* Testo da leggere
Mi sono occupato del settore autostradale alcuni anni fa, nell’ambito di una ricerca sulle privatizzazioni delle attività dell’Iri. Non avendo seguito con il necessario approfondimento le vicende regolatorie degli ultimi anni, mi limiterò qui ad alcune considerazioni sul modello adottato nella privatizzazioni dei settori in monopolio; considerazioni di carattere generale ma comunque rilevanti per il dibattito di questi giorni.

Partiamo dall’inizio, cioè dal problema che uno Stato si trova ad affrontare quando deve sviluppare un moderno sistema di infrastrutture, ad esempio una rete di autostrade adeguato alla crescente diffusione del trasporto su gomma, ma il discorso vale per la maggior parte dei servizi a rete. Si tratta di reperire i capitali per effettuare un investimento a lungo termine e un primo ovvio modo per farlo è indebitarsi per pagare gli appalti di costruzione; in seguito, lo Stato sarà in grado di ripagare il debito contratto e i relativi interessi e di sostenere i costi di manutenzione con i proventi delle maggiori imposte derivanti dalla crescita economica (dovuta anche all’investimento nella rete stradale), cioè attraverso la fiscalità generale, oppure attraverso i pedaggi di chi direttamente utilizzerà l’infrastruttura.

La possibilità di finanziarsi coi pedaggi consente tuttavia una seconda possibilità, che è quella di delegare il compito di approntare l’infrastruttura a investitori privati, dando la gestione della stessa in concessione per un periodo sufficientemente lungo a consentire il recupero dei costi. Questa seconda soluzione pone un ulteriore problema, che è quello di evitare che il gestore dell’infrastruttura, agendo da monopolista, possa applicare prezzi troppo elevati agli utenti, massimizzando i propri profitti ma determinando un utilizzo non ottimale dell’infrastruttura stessa. Il prezzo deve essere sufficientemente alto da remunerare l’investimento effettuato, ma non dovrebbe andare oltre tale livello. Siccome siamo in presenza di un monopolio, questa condizione non può essere garantita dal meccanismo concorrenziale: servirà dunque l’azione regolatoria dello Stato.

* Obiettivo del compito
Prosegui il testo sulla privatizzazione delle autostrade, riprendendo subito dopo la sua ultima frase.

* Voci elencate
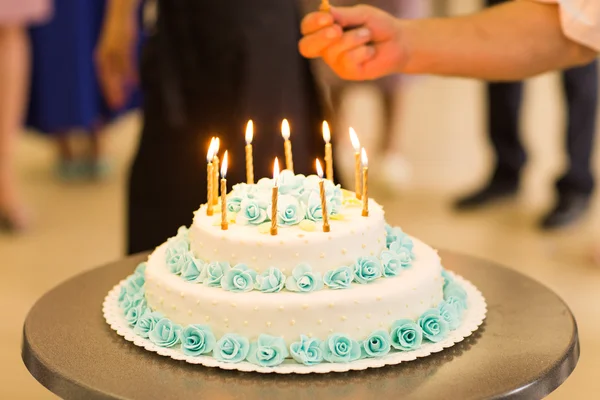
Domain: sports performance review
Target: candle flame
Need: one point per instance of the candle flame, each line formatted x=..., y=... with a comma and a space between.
x=363, y=158
x=276, y=171
x=319, y=169
x=285, y=129
x=249, y=132
x=354, y=140
x=224, y=165
x=326, y=132
x=211, y=150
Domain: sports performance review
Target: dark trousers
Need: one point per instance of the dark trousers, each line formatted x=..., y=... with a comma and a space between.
x=580, y=85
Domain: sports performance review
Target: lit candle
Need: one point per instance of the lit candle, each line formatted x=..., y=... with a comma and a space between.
x=216, y=171
x=356, y=146
x=209, y=177
x=365, y=194
x=328, y=152
x=326, y=227
x=274, y=197
x=287, y=145
x=249, y=159
x=224, y=223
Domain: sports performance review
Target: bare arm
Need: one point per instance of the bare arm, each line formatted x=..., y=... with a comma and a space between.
x=511, y=41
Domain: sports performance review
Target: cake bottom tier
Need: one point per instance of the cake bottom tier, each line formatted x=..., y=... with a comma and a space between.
x=356, y=312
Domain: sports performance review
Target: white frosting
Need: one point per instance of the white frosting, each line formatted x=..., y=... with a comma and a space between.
x=349, y=239
x=356, y=311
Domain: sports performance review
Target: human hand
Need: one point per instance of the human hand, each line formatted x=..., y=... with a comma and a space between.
x=115, y=60
x=358, y=43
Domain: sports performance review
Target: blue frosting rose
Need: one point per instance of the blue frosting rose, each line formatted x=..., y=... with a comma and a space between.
x=450, y=314
x=192, y=270
x=238, y=279
x=270, y=281
x=406, y=335
x=307, y=351
x=376, y=345
x=252, y=212
x=304, y=280
x=231, y=348
x=340, y=348
x=212, y=273
x=268, y=351
x=134, y=313
x=289, y=211
x=434, y=327
x=165, y=333
x=176, y=260
x=339, y=278
x=367, y=269
x=135, y=284
x=146, y=323
x=197, y=340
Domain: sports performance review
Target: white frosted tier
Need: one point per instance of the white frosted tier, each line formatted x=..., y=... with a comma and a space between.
x=349, y=239
x=357, y=311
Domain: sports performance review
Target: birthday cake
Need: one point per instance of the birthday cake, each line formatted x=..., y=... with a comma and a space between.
x=293, y=274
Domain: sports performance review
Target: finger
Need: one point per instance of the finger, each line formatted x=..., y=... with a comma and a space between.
x=312, y=46
x=352, y=61
x=350, y=40
x=315, y=21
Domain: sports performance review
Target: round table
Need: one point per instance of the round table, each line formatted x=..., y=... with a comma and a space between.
x=525, y=349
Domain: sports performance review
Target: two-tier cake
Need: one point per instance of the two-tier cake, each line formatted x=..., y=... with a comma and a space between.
x=363, y=290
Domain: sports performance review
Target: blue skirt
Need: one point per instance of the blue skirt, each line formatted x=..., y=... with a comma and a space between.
x=65, y=92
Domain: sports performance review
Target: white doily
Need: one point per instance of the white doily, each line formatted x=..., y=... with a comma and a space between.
x=472, y=319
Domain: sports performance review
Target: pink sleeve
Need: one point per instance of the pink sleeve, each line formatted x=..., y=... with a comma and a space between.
x=580, y=20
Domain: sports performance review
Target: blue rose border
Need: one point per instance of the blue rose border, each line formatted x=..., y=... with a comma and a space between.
x=433, y=326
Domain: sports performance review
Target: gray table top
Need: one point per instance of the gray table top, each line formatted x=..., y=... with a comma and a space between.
x=525, y=349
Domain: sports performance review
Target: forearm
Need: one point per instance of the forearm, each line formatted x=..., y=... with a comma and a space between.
x=508, y=42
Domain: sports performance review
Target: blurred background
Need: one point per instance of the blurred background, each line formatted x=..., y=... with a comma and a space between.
x=71, y=211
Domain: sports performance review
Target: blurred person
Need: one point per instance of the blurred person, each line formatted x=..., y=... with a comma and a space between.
x=65, y=92
x=15, y=16
x=206, y=69
x=575, y=187
x=394, y=169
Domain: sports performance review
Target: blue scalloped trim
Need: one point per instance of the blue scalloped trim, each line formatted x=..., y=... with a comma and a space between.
x=433, y=325
x=397, y=256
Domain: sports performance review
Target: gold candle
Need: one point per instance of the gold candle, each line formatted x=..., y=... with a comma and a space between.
x=274, y=197
x=365, y=194
x=209, y=178
x=224, y=222
x=249, y=159
x=216, y=171
x=326, y=227
x=356, y=146
x=287, y=145
x=328, y=152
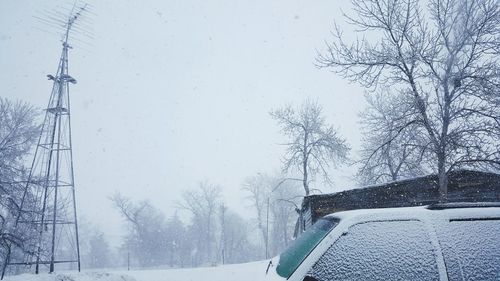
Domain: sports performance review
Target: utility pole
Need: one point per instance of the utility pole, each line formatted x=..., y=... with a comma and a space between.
x=223, y=234
x=47, y=214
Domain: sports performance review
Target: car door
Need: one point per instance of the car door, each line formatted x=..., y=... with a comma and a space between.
x=376, y=250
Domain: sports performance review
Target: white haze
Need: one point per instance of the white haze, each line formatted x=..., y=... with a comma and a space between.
x=171, y=93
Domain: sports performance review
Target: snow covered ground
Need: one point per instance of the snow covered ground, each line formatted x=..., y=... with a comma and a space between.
x=241, y=272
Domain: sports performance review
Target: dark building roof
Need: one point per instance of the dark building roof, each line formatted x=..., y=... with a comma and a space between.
x=463, y=186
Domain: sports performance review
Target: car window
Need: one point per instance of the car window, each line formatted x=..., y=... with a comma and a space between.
x=471, y=249
x=293, y=256
x=389, y=250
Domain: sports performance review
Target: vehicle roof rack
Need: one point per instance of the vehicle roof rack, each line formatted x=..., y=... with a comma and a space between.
x=455, y=205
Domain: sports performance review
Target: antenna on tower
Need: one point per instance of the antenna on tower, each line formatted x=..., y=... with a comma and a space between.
x=46, y=222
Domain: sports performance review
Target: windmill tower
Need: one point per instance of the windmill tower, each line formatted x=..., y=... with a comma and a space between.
x=47, y=220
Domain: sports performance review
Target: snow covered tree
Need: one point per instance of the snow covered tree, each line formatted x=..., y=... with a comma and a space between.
x=274, y=200
x=94, y=247
x=444, y=61
x=390, y=150
x=313, y=144
x=146, y=239
x=18, y=134
x=202, y=204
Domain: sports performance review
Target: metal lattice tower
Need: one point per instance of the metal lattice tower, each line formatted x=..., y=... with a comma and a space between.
x=47, y=218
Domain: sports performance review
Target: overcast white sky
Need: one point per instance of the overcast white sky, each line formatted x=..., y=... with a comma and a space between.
x=171, y=93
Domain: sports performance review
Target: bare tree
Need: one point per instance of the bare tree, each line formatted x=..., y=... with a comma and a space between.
x=256, y=188
x=147, y=237
x=18, y=133
x=390, y=150
x=444, y=61
x=202, y=203
x=313, y=145
x=274, y=199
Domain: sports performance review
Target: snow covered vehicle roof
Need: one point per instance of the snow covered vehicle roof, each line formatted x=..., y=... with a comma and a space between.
x=457, y=241
x=464, y=186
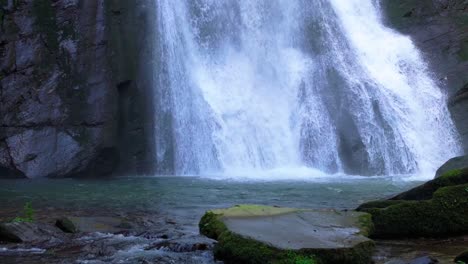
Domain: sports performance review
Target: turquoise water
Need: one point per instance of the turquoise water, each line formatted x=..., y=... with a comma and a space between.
x=188, y=197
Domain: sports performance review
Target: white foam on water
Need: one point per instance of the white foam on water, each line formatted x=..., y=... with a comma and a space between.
x=247, y=89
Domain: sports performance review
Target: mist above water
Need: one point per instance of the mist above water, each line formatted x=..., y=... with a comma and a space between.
x=293, y=86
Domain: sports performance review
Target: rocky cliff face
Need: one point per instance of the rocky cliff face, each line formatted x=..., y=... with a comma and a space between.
x=61, y=98
x=440, y=29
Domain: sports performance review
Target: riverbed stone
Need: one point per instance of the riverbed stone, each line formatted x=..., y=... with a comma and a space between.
x=66, y=225
x=453, y=164
x=100, y=224
x=23, y=232
x=264, y=234
x=463, y=257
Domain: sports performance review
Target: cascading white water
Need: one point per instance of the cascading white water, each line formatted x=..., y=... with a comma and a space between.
x=270, y=84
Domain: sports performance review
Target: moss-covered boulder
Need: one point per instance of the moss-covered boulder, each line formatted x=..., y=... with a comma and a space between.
x=462, y=258
x=262, y=234
x=426, y=191
x=453, y=164
x=445, y=214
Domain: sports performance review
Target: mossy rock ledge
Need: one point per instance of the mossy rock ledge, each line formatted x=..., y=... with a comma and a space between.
x=438, y=208
x=254, y=234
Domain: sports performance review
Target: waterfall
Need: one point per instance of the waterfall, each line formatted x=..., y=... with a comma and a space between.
x=272, y=84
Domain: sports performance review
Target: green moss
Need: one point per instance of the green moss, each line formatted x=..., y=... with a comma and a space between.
x=445, y=214
x=233, y=248
x=377, y=204
x=425, y=191
x=366, y=224
x=27, y=214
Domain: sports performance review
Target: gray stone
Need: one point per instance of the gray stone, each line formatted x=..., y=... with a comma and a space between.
x=440, y=30
x=424, y=260
x=29, y=232
x=100, y=224
x=455, y=163
x=61, y=110
x=66, y=225
x=327, y=235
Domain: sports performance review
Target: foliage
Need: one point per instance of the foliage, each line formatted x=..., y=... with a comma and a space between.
x=299, y=259
x=28, y=214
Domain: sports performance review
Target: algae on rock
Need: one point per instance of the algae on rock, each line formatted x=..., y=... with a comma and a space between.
x=263, y=234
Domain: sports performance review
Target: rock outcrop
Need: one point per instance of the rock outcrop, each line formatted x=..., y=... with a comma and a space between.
x=440, y=30
x=66, y=94
x=262, y=234
x=453, y=164
x=437, y=208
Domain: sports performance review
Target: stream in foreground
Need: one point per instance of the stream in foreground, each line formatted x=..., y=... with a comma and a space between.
x=169, y=208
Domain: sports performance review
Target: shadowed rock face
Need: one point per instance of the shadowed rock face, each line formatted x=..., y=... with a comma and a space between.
x=60, y=103
x=440, y=29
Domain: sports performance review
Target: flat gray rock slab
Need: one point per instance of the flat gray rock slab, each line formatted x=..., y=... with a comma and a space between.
x=317, y=229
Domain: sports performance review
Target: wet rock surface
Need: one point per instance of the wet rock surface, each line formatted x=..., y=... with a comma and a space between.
x=252, y=234
x=64, y=111
x=132, y=237
x=453, y=164
x=440, y=30
x=438, y=208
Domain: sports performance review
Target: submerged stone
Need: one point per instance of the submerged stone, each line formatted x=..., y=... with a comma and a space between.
x=66, y=225
x=28, y=232
x=463, y=257
x=99, y=224
x=262, y=234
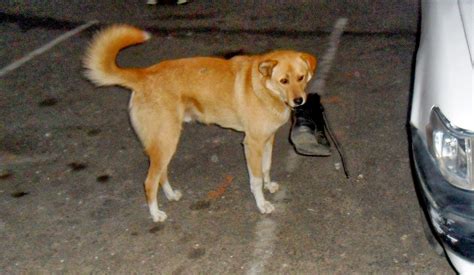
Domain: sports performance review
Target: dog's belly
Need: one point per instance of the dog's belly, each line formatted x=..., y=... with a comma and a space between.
x=223, y=119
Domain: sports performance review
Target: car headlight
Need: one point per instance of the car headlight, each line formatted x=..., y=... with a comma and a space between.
x=452, y=148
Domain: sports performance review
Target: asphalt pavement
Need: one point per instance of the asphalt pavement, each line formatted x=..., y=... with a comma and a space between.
x=72, y=169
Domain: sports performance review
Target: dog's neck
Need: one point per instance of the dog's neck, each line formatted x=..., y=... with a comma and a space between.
x=272, y=102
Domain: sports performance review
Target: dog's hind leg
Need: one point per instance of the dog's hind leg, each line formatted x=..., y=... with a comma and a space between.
x=151, y=186
x=172, y=195
x=254, y=148
x=266, y=164
x=159, y=130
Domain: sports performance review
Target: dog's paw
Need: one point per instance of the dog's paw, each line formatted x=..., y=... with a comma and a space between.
x=175, y=196
x=266, y=207
x=272, y=186
x=158, y=216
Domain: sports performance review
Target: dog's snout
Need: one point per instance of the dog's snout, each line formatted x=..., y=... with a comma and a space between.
x=298, y=101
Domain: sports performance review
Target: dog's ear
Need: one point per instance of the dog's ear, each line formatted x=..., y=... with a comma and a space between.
x=266, y=67
x=310, y=60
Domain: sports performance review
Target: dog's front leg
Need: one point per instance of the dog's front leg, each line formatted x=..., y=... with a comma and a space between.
x=254, y=148
x=267, y=163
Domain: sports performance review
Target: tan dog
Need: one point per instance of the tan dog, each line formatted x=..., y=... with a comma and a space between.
x=252, y=94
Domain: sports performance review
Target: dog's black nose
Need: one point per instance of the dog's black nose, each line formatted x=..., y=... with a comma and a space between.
x=298, y=101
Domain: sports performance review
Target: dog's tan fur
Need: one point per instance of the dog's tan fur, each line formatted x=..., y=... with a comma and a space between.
x=252, y=94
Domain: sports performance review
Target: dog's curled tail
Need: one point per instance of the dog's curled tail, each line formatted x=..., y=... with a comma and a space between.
x=99, y=60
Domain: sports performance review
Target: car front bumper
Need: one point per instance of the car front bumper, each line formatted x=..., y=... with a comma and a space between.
x=450, y=210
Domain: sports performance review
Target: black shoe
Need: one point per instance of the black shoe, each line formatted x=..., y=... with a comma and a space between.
x=307, y=133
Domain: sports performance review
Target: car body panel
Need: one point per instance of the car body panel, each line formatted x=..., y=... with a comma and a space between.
x=444, y=68
x=444, y=78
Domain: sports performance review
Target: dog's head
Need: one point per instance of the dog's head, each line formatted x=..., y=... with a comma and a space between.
x=286, y=74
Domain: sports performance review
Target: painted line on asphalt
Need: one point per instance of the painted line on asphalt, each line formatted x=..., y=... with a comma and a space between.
x=18, y=63
x=327, y=59
x=318, y=86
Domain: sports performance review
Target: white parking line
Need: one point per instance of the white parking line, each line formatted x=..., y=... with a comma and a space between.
x=325, y=62
x=18, y=63
x=318, y=86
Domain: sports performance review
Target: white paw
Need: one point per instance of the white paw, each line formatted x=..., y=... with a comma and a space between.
x=175, y=196
x=266, y=207
x=272, y=187
x=158, y=216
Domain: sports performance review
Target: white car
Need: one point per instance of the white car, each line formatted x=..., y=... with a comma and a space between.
x=442, y=127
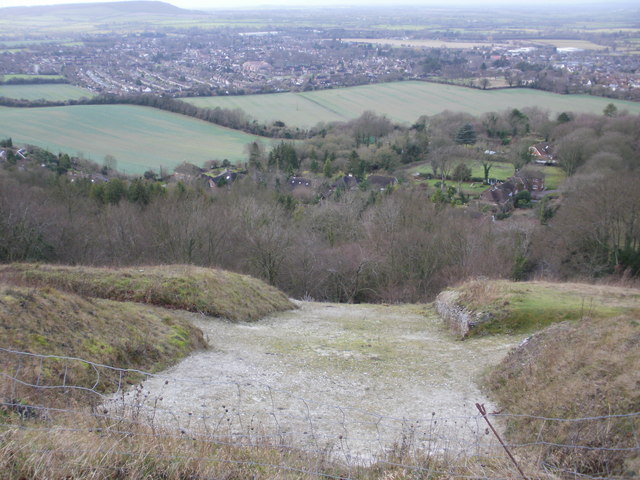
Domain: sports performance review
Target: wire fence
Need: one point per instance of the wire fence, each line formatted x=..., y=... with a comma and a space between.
x=245, y=415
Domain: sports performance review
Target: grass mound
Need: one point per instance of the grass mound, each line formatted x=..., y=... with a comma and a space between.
x=574, y=370
x=51, y=322
x=482, y=307
x=212, y=292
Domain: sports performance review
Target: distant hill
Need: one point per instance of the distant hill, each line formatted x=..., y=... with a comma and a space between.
x=97, y=9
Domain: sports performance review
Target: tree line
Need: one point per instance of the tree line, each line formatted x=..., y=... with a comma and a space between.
x=361, y=244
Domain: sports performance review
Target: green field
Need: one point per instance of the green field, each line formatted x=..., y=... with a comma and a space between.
x=12, y=76
x=47, y=91
x=140, y=138
x=402, y=102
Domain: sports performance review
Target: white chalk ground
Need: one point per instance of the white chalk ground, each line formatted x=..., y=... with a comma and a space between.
x=350, y=379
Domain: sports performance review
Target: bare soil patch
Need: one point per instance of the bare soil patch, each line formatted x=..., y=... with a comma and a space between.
x=351, y=379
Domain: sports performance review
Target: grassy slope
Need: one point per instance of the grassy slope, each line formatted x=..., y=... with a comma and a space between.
x=529, y=306
x=52, y=322
x=401, y=102
x=208, y=291
x=139, y=138
x=575, y=370
x=51, y=92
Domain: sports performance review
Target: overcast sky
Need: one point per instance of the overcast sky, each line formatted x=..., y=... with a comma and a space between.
x=208, y=4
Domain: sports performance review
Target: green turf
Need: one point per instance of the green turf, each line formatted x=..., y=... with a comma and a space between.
x=140, y=138
x=46, y=91
x=401, y=102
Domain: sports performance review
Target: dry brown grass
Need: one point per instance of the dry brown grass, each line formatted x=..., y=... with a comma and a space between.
x=526, y=307
x=88, y=446
x=579, y=369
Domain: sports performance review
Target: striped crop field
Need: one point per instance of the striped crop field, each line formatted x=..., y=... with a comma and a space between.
x=140, y=138
x=402, y=102
x=54, y=92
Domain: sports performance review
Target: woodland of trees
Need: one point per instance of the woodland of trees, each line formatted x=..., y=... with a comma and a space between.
x=403, y=244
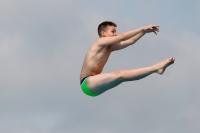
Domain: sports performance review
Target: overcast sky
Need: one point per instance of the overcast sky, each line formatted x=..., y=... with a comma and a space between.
x=42, y=47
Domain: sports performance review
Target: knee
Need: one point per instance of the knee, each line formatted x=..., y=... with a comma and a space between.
x=119, y=74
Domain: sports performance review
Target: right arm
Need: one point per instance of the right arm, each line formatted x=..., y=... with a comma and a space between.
x=105, y=41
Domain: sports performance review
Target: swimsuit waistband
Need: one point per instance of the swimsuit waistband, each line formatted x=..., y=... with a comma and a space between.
x=84, y=79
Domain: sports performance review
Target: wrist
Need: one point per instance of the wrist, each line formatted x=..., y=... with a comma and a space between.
x=143, y=29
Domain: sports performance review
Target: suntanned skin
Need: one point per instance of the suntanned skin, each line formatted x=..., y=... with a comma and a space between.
x=100, y=51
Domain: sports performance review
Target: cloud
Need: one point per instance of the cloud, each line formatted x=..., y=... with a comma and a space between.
x=42, y=46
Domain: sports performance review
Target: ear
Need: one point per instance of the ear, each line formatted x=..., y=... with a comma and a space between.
x=103, y=33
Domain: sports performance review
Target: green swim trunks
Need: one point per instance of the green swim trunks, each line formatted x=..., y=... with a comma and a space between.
x=85, y=89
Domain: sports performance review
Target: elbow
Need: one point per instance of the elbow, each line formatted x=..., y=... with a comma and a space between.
x=122, y=37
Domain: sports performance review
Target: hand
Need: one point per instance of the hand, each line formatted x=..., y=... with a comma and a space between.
x=151, y=28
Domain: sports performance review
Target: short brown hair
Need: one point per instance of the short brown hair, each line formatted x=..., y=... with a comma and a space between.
x=103, y=26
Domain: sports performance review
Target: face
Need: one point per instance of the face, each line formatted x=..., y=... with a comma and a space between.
x=110, y=31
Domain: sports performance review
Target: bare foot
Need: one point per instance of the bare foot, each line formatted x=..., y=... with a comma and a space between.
x=161, y=66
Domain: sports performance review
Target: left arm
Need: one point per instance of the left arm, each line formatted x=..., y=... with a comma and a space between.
x=123, y=44
x=128, y=42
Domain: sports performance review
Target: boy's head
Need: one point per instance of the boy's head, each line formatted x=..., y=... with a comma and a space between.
x=107, y=29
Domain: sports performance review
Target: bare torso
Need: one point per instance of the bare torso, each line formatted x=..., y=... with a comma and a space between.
x=95, y=60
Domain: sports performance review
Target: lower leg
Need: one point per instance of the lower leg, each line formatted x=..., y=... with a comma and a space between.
x=136, y=74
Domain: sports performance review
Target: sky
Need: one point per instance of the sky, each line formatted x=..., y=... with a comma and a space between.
x=42, y=47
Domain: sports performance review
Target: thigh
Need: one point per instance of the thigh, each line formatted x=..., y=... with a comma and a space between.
x=103, y=82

* Risultato
Il modo tradizionale con cui si è realizzata la regolazione dei monopoli privati è il seguente: lo Stato (un ministero o altro soggetto pubblico allo scopo costituito) teneva conto dell’investimento effettuato dai privati e dai costi sostenuti per gestione e manutenzione e fissava la tariffa in modo da garantire la copertura integrale dei secondi e un’adeguata remunerazione del primo. Si chiamava regolamentazione del tasso di rendimento perché ad essere fissa e in qualche modo garantita era la remunerazione del capitale investito; garantita, quindi sicura, ma anche per questo contenuta nel suo ammontare. L’investitore aveva la certezza di ottenere un ritorno relativamente sicuro, adeguato ma non tale da suscitare tra i contribuenti e utilizzatori dell’infrastruttura la percezione di una rendita eccessiva.

Questa modalità di regolazione, molto diffusa ad esempio negli Stati Uniti, non era tuttavia priva di difetti. Il principale era che il meccanismo di fissazione dei prezzi, facendo sì che gli effetti di aumenti o riduzioni dei costi si traducessero sistematicamente in aumenti e riduzioni delle tariffe per gli utenti (garantendo cioè una corrispondenza piuttosto stretta tra costi e ricavi), non incentivava adeguati sforzi di contenimento dei costi da parte del gestore privato. Inoltre, la garanzia di rendimento del capitale investito poteva determinare una propensione del privato a effettuare investimenti in eccesso; per evitare questo rischio, il regolatore si riservava di considerare “validi” soltanto gli investimenti effettivamente funzionali all’attività, con un potere di indirizzo di fatto dell’attività di investimento del monopolista.

Non sarà difficile rendersi conto che, alla fine, una tale modalità di regolazione non risultava molto diversa, nella sua logica, da una gestione diretta pubblica. Nel momento in cui il profitto è garantito e la politica di investimenti è concordata con il (se non direttamente fissata dal) regolatore, il ruolo del privato è poco più di quello di un prestatore di capitali a basso rischio. E infatti la scelta tra questo tipo di gestione privata e la gestione pubblica era per lo più questione di preferenze di carattere politico/culturale, o era dovuta alla volontà di perseguire obiettivi ulteriori rispetto alla gestione dell’infrastruttura (ad esempio finalità occupazionali); fatto sta che in Europa prevaleva l’intervento diretto pubblico, negli Stati Uniti il privato regolamentato con regolazione del tasso di rendimento. Così venne garantita la maggior parte dei servizi a rete nel dopoguerra.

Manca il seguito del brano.